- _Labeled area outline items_
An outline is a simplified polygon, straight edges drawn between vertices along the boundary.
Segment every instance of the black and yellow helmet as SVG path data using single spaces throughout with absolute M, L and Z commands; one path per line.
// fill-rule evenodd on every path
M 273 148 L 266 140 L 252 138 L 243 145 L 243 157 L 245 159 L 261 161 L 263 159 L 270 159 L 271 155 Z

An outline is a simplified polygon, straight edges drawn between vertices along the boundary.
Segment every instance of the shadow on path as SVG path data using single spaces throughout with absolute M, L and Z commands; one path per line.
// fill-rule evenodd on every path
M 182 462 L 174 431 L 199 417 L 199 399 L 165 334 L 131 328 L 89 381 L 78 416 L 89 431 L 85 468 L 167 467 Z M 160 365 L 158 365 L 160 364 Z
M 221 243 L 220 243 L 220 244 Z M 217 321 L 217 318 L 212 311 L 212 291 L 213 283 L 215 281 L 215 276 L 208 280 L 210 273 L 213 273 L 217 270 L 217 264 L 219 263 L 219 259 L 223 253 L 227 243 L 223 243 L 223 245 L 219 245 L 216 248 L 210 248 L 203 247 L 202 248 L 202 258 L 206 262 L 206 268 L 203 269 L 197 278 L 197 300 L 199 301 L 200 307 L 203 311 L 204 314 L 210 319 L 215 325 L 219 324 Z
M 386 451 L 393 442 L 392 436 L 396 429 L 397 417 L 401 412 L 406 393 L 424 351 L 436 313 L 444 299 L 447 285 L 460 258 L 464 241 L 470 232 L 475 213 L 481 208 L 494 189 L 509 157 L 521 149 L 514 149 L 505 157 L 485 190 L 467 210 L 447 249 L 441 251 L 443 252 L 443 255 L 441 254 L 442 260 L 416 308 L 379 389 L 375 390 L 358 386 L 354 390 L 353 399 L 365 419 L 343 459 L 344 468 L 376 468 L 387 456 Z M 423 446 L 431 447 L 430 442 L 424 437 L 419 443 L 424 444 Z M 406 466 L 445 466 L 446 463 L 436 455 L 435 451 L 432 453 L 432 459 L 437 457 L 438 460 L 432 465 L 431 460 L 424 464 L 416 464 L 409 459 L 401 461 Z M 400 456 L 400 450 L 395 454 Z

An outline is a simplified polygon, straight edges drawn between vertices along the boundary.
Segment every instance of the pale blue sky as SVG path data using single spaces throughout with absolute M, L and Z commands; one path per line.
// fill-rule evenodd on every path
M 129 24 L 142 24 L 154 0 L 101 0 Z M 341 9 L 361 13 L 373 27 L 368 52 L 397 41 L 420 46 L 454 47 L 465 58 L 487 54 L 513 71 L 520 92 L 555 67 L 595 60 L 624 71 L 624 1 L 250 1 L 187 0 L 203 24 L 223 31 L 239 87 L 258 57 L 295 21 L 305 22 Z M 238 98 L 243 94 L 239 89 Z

- _The request_
Reproduce everything from the start of the material down to and including the line containing "M 273 148 L", keeping all request text unchanged. Multiply each coordinate in the answer paths by 0.45 and round to the nearest whole number, rounding halves up.

- _The reply_
An outline is a simplified polygon, straight edges drawn between vertices along the boundary.
Segment every instance of the black and yellow helmet as SVG path data using single spaces throughout with absolute M, L and Z commands; one path per line.
// fill-rule evenodd on every path
M 123 67 L 120 63 L 113 62 L 109 65 L 109 71 L 110 72 L 117 72 L 118 72 L 122 72 L 122 70 Z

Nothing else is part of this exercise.